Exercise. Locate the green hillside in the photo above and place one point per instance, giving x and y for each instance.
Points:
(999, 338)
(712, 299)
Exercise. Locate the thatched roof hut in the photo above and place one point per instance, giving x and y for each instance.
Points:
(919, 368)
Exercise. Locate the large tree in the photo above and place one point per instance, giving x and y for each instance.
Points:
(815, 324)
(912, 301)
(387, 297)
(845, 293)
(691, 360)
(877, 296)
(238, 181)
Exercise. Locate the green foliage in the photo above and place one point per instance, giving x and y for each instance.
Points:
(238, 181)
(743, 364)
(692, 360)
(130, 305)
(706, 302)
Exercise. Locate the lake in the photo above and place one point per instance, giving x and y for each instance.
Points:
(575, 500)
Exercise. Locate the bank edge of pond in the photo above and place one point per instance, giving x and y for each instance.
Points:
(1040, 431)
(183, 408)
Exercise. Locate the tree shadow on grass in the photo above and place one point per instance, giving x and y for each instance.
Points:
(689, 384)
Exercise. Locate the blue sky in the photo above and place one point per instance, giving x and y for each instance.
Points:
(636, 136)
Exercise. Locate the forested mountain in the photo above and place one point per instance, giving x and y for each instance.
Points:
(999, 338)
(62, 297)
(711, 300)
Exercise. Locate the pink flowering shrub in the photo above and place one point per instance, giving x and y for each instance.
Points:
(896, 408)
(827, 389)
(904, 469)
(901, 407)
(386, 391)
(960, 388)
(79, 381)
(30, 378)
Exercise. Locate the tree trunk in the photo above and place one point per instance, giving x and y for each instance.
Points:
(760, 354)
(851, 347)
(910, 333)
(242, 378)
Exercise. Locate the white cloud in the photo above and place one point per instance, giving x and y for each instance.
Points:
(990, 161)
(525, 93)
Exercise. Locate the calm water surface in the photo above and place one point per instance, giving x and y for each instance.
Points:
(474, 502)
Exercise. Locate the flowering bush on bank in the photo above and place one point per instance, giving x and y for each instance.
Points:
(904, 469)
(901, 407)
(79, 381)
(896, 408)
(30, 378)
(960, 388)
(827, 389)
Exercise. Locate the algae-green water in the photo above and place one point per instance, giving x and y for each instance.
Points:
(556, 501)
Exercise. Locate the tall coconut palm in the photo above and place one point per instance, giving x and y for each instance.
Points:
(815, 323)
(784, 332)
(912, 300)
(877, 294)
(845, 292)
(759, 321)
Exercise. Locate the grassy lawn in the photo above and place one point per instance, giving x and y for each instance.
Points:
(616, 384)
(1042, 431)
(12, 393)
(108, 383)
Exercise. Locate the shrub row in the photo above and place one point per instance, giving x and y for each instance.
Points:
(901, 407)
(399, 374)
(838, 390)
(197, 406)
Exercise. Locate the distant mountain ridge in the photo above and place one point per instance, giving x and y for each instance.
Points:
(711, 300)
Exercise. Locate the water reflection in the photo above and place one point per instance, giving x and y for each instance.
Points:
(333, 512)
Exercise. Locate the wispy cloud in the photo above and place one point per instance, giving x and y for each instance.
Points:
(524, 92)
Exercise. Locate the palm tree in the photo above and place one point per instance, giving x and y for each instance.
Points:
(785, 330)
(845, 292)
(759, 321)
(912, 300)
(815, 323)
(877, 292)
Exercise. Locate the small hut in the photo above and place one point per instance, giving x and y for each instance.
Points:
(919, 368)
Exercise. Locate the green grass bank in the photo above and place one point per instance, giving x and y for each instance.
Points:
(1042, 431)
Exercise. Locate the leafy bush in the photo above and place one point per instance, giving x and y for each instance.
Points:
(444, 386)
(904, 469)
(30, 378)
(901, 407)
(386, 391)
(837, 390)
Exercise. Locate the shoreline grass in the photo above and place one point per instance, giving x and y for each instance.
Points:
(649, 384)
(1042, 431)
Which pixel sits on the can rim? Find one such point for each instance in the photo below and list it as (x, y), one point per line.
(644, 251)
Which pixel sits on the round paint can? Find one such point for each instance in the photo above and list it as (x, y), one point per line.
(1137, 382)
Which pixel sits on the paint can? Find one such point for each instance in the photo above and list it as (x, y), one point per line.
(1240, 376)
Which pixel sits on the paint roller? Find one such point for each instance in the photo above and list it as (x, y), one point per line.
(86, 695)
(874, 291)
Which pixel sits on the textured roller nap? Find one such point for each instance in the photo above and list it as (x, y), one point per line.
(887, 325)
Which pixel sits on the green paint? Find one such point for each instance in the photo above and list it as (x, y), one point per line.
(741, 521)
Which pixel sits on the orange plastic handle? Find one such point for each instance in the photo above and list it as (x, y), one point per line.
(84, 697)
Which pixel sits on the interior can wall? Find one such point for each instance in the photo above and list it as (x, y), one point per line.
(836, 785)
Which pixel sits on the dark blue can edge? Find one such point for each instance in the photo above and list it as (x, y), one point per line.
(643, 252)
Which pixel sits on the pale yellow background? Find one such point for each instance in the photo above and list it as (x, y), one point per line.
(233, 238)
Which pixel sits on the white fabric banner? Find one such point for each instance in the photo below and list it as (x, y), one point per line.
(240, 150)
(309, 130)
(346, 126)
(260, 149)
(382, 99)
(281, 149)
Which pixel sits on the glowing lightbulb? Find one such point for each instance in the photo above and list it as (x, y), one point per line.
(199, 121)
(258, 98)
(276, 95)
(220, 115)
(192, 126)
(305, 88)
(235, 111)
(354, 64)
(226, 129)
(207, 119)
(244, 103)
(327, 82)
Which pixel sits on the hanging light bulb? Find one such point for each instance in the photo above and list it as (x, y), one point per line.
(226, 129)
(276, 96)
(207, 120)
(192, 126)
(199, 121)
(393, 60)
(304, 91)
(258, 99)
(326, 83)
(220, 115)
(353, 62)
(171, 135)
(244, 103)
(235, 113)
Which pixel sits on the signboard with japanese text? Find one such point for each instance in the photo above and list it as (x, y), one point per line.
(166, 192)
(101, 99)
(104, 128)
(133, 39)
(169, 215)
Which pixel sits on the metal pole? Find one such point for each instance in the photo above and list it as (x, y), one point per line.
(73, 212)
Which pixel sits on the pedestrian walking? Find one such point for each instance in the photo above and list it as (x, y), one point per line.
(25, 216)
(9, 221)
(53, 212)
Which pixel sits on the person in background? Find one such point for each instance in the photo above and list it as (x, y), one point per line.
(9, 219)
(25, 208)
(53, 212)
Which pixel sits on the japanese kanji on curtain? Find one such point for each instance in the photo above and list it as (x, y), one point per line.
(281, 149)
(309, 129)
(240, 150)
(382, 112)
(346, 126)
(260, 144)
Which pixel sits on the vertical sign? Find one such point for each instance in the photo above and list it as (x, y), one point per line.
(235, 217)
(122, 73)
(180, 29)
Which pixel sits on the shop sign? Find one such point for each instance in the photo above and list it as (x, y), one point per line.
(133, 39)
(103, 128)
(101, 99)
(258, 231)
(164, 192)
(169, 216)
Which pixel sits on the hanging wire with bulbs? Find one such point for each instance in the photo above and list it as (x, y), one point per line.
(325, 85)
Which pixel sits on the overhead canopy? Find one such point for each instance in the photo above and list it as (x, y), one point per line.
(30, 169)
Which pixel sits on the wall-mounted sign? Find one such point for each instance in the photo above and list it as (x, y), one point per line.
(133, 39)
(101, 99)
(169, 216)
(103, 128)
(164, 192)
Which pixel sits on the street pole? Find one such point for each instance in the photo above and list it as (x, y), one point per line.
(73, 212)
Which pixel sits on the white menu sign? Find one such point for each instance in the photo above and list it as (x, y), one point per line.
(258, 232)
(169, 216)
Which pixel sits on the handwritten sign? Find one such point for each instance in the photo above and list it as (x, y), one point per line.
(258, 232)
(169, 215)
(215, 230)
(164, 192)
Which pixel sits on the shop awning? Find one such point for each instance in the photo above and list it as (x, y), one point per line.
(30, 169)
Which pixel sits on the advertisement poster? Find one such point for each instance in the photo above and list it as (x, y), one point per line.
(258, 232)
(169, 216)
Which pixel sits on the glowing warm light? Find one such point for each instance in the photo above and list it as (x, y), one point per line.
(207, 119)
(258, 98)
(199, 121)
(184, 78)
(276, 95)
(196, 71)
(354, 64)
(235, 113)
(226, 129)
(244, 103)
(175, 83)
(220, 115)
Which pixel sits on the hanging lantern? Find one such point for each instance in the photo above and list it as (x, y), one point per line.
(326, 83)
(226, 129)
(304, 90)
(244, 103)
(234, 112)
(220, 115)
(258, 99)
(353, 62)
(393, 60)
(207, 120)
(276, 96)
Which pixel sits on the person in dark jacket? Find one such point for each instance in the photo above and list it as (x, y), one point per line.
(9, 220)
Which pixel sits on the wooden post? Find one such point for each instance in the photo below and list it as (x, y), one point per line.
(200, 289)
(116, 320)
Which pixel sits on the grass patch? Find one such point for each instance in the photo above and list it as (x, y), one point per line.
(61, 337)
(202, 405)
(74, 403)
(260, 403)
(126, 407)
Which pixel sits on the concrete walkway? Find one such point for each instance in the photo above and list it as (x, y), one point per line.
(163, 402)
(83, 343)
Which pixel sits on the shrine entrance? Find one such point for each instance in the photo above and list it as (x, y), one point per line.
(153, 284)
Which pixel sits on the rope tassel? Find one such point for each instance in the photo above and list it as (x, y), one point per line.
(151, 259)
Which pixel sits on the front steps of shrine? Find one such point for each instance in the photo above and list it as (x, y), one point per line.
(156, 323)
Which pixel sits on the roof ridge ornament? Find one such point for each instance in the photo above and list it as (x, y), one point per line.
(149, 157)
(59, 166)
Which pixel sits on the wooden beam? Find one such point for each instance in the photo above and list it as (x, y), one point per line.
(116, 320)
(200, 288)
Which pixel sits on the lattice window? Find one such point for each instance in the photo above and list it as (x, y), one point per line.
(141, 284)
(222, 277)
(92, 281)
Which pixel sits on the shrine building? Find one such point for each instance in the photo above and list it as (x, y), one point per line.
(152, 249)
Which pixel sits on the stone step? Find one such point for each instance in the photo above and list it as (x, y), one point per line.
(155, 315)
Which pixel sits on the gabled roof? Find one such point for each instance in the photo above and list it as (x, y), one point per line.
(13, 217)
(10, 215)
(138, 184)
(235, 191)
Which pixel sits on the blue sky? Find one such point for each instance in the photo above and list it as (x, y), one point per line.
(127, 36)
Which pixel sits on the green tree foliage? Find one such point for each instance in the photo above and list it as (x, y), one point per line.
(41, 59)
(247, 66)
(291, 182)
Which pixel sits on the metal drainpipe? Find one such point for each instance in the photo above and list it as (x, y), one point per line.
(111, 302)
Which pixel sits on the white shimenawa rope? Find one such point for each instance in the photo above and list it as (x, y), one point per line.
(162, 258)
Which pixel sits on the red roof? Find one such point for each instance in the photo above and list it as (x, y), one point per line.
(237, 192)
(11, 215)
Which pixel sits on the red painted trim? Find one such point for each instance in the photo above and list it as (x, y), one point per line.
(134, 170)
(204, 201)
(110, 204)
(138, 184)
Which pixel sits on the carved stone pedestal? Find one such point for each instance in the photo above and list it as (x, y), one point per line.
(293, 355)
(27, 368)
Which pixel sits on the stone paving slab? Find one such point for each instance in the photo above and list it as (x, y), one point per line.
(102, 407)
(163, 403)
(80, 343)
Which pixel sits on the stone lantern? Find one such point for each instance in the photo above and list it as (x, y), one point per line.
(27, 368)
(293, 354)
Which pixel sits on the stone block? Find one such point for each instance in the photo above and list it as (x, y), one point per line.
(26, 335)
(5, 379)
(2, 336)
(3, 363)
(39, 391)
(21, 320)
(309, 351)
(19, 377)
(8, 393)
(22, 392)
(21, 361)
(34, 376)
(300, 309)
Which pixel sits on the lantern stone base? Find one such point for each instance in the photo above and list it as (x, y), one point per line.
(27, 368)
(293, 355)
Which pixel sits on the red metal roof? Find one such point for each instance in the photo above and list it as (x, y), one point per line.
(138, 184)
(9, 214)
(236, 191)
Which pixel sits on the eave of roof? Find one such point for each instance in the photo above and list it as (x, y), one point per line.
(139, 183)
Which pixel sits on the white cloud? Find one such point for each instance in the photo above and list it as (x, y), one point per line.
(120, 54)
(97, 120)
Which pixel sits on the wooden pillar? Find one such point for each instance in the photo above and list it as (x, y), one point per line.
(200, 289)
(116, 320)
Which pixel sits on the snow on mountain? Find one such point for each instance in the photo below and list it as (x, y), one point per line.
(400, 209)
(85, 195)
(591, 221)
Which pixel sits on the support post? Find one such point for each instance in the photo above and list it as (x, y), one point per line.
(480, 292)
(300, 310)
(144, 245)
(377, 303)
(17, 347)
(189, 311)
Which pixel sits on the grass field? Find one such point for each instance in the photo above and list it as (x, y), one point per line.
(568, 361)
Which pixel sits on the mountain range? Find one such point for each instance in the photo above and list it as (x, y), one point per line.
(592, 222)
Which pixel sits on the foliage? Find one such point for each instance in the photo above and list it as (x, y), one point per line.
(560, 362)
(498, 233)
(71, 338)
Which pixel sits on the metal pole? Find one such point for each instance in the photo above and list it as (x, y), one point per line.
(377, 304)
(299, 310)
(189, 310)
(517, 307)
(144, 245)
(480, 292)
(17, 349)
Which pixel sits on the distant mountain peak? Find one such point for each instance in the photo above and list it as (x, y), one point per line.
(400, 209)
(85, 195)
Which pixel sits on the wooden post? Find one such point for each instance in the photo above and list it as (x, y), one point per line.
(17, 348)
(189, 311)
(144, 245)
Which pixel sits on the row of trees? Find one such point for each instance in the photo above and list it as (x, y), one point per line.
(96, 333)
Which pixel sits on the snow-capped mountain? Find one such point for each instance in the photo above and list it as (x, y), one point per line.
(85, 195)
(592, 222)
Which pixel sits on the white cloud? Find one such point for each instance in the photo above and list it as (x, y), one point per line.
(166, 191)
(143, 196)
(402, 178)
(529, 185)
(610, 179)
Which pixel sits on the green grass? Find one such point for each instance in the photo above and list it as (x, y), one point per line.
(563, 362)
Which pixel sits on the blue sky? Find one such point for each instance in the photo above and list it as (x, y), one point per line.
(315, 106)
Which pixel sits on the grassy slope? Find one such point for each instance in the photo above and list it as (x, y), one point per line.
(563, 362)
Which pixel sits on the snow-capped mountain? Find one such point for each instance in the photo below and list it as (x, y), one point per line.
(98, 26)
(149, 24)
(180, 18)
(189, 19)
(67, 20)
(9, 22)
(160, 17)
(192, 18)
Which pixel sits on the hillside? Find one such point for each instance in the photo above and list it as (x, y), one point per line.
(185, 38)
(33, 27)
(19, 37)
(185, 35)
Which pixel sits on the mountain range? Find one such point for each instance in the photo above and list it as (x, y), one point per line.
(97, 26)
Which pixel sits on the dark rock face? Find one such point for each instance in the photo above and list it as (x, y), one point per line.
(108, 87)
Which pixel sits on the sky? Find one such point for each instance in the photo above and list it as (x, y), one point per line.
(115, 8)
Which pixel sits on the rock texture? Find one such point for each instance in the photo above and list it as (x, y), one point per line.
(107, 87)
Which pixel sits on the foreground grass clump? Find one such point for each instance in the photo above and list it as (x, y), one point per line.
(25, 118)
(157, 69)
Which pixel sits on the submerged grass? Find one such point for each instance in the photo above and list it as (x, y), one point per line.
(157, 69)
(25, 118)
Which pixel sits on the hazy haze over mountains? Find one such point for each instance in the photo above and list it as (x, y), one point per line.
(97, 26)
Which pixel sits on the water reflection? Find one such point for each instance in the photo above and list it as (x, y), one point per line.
——
• _Task statement_: Pull out every line holding "bush" from the records above, and copy it.

• _Result of the exercise_:
Exercise. Locate the flowering bush on bank in the photo above and place one point per instance, giving x and y for each instance.
Exercise. Locate the leafy bush in the photo above and place one point per instance, giving x and y for each instance.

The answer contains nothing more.